_Consegna:_
Trascriva parola per parola il passo del testo sull'inflazione europea da "Inflazione europea –" a "in tutta Europa.".

_Fonte:_
===

Inflazione europea – Tendenza al ribasso
La prima settimana del 2023 prevede la pubblicazione dei dati relativi all’inflazione di dicembre in tutta Europa.
I prezzi dell’energia e dell’elettricità hanno mantenuto una certa stabilità a dicembre, registrando un calo del 10% rispetto al mese di novembre. In Spagna, il dato dell’indice dei prezzi al consumo è stato pubblicato in anticipo (lo scorso venerdì), attestandosi al 5,8% su base annua, l’1% in meno rispetto a novembre. In Germania, a dicembre è iniziato ad essere erogato il sostegno energetico alle famiglie, che potrebbe contribuire a un’inflazione più morbida. Il consenso prevede per la Germania un indice dei prezzi al consumo del 10% per dicembre, l’1% in meno rispetto a novembre. Pertanto, dicembre potrebbe risultare il primo mese a registrare un vero e proprio calo dell’inflazione europea, dopo una certa stabilizzazione in ottobre e novembre. Il nostro modello interno prevede il dato dell’inflazione europea attestarsi intorno al 7% entro l’estate.

===

_Estratti dei dati:_
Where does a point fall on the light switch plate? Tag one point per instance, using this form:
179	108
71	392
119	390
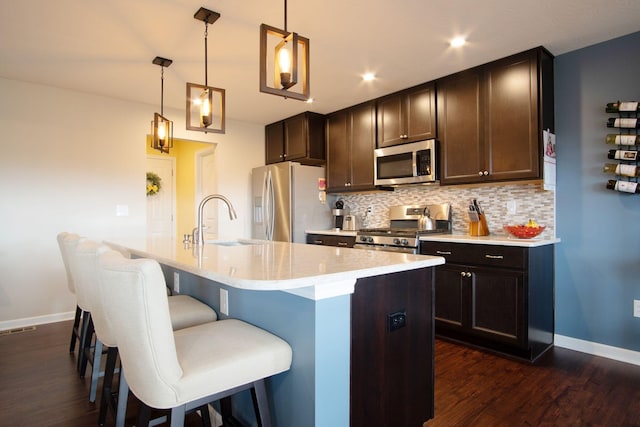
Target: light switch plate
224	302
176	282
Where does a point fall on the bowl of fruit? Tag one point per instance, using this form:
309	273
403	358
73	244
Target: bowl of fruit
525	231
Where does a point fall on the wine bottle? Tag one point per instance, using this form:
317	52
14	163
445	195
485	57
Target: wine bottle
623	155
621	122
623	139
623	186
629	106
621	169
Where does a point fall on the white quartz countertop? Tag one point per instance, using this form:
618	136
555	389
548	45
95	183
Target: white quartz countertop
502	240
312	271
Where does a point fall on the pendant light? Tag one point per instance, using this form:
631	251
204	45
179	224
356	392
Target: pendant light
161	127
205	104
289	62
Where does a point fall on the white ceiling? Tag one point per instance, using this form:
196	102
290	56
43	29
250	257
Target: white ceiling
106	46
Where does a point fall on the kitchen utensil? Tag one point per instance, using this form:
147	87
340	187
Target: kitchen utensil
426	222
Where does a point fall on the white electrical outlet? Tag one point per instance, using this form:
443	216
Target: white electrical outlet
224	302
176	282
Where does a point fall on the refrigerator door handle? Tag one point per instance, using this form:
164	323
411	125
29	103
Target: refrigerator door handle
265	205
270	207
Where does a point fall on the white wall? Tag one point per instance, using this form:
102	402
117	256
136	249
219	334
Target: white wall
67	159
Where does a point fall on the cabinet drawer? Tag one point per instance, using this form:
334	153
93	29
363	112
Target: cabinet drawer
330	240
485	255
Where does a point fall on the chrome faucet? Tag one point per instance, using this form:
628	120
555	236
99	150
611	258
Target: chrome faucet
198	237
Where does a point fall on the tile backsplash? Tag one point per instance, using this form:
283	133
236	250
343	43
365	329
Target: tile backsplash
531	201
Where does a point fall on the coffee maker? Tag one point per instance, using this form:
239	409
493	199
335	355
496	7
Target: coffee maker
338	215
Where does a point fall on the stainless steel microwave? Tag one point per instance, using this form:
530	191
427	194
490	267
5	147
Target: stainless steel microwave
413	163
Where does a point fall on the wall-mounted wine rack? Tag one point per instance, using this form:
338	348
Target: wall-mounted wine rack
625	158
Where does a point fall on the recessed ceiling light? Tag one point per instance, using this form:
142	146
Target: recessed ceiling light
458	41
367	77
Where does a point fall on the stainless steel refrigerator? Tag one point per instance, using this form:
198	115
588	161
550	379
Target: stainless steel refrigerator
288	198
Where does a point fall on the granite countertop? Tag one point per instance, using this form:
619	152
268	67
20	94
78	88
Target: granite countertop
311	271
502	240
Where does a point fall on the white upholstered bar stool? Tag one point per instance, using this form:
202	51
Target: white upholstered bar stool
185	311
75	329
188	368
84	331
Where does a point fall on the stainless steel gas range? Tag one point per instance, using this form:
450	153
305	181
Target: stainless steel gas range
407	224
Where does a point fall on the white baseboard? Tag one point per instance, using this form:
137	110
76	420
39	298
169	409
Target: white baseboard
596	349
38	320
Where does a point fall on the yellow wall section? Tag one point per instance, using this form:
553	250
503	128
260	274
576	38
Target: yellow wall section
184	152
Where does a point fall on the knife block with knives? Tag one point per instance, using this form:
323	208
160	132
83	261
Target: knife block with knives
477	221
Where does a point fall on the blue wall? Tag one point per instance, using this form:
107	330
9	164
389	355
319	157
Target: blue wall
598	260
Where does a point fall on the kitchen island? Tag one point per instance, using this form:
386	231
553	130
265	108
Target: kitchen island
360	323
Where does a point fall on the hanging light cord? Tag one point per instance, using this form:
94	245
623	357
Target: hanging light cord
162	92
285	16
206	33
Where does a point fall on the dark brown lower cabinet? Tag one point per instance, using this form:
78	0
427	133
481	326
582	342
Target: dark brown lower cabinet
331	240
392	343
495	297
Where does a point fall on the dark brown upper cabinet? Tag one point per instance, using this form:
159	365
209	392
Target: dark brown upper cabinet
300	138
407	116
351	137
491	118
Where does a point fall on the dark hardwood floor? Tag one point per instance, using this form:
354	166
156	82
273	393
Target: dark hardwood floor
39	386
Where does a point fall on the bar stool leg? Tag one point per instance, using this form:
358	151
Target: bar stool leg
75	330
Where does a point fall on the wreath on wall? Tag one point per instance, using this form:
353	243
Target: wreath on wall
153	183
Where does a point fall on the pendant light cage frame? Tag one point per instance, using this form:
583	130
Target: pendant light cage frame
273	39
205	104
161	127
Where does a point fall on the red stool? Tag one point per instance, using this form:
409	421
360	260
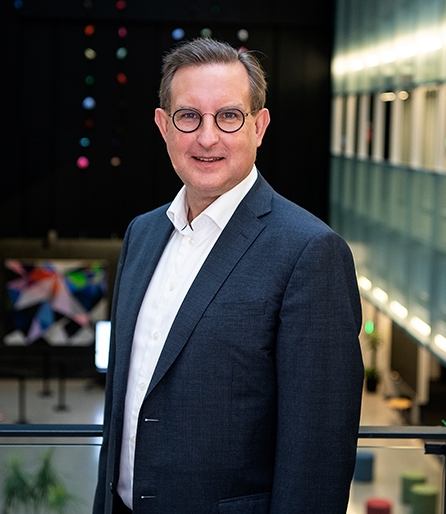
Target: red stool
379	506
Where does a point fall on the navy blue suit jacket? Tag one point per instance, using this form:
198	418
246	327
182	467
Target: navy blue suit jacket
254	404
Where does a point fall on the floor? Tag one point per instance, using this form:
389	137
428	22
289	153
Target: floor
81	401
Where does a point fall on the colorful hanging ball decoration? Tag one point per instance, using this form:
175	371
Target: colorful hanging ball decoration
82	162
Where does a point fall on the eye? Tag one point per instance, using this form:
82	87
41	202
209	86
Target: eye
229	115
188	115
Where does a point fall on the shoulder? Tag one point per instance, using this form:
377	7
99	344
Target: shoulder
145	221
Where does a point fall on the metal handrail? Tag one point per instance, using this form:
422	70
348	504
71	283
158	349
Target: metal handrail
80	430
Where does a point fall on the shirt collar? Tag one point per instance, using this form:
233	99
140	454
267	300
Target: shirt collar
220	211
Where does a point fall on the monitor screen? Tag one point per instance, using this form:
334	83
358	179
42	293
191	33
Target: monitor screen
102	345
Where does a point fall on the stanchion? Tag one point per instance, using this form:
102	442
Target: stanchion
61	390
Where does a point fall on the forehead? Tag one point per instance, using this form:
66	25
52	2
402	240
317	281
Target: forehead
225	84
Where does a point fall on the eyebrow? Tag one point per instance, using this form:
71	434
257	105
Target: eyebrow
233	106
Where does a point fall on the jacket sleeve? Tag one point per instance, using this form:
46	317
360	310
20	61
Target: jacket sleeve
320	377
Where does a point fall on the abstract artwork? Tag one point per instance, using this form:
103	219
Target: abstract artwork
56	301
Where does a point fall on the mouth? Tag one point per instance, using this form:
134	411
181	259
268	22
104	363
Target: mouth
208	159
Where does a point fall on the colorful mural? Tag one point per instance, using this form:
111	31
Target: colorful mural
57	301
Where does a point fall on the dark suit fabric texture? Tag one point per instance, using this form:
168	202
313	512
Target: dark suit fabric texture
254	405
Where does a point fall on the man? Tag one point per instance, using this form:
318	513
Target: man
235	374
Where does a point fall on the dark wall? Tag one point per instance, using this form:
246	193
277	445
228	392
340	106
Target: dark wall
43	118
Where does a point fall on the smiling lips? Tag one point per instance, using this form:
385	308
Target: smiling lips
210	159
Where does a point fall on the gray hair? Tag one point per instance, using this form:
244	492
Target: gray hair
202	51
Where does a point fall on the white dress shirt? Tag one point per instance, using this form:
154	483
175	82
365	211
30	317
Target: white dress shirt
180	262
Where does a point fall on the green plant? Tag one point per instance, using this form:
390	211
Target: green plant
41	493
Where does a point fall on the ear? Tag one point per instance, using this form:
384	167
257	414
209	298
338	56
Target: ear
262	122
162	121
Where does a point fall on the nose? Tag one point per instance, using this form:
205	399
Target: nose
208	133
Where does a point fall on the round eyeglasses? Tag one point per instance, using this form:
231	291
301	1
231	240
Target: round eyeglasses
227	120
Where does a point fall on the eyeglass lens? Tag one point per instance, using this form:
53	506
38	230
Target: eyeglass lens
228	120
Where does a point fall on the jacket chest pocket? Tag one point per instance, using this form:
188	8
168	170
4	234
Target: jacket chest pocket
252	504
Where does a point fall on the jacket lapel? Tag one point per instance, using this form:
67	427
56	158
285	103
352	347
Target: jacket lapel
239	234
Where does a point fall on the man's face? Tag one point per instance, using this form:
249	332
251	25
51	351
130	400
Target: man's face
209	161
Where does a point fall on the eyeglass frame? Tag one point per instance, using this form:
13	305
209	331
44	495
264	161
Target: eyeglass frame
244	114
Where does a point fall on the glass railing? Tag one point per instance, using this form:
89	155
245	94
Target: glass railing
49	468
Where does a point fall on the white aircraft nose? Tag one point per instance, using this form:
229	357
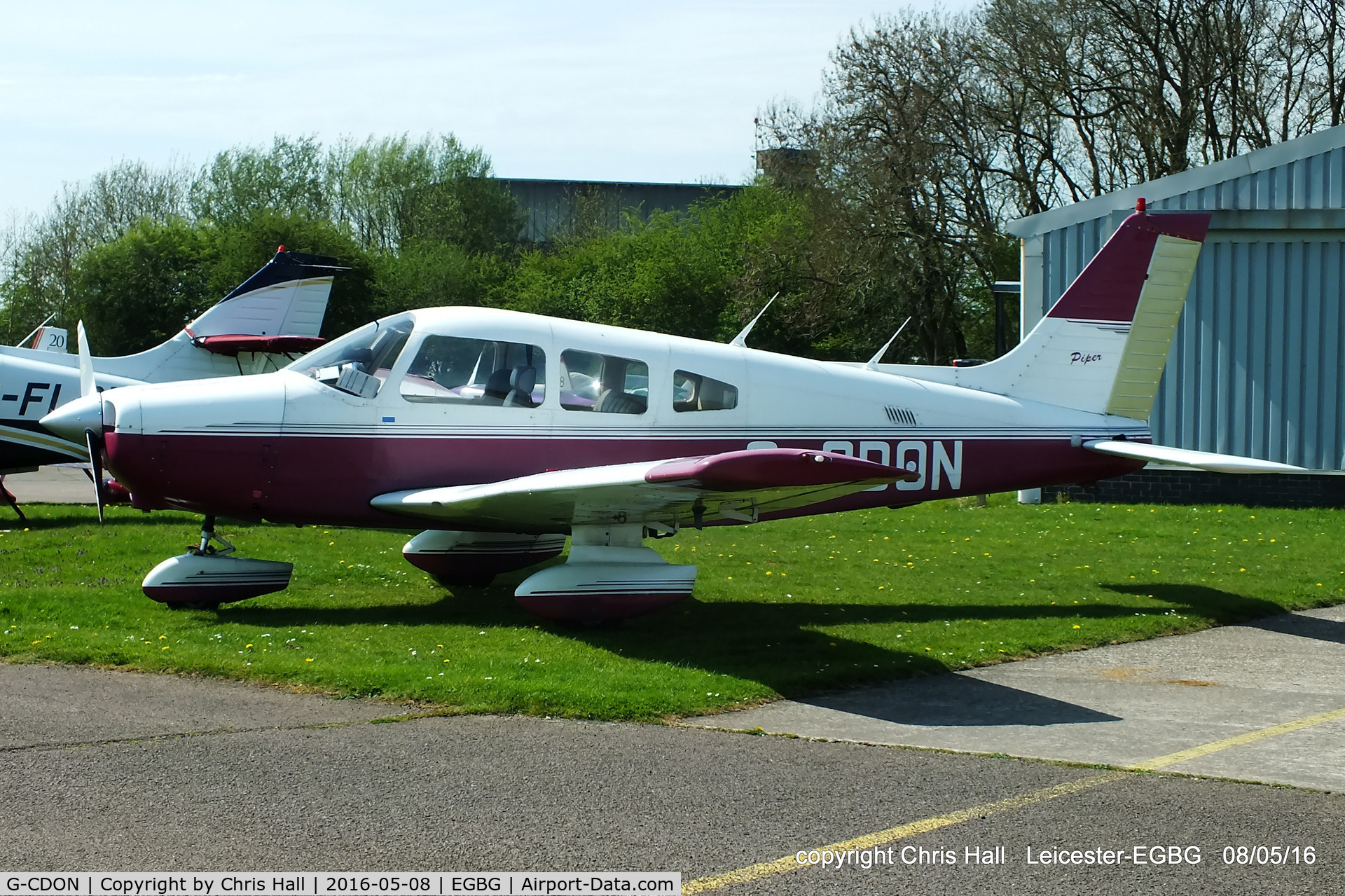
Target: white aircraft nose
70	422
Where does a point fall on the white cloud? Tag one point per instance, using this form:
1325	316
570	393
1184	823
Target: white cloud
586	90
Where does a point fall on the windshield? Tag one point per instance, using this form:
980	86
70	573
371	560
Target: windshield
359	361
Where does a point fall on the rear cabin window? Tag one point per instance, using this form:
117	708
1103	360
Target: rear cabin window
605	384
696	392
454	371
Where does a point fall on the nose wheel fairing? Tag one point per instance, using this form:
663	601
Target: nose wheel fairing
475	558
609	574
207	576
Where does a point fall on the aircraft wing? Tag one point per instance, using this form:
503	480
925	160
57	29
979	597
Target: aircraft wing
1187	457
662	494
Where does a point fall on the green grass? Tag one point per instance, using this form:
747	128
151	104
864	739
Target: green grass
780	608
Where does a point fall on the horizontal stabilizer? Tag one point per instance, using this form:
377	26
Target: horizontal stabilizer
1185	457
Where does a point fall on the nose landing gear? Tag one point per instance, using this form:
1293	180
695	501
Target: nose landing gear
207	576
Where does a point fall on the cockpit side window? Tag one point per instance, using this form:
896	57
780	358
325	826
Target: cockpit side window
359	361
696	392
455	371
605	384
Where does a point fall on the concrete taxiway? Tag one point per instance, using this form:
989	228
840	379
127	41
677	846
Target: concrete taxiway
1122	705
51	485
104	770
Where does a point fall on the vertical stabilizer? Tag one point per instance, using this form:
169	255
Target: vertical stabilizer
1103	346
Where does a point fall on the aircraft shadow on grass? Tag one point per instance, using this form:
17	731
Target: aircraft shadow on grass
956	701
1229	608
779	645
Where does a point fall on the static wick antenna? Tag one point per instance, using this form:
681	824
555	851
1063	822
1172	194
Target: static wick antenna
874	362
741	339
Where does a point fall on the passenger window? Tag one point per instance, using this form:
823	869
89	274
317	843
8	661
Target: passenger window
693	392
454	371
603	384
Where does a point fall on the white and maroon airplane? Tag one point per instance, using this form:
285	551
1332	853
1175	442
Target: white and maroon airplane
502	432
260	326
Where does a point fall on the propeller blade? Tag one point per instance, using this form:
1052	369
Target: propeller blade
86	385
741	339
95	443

===

_Esercizio svolto:_
Inflazione europea – Tendenza al ribasso
La prima settimana del 2023 prevede la pubblicazione dei dati relativi all’inflazione di dicembre in tutta Europa.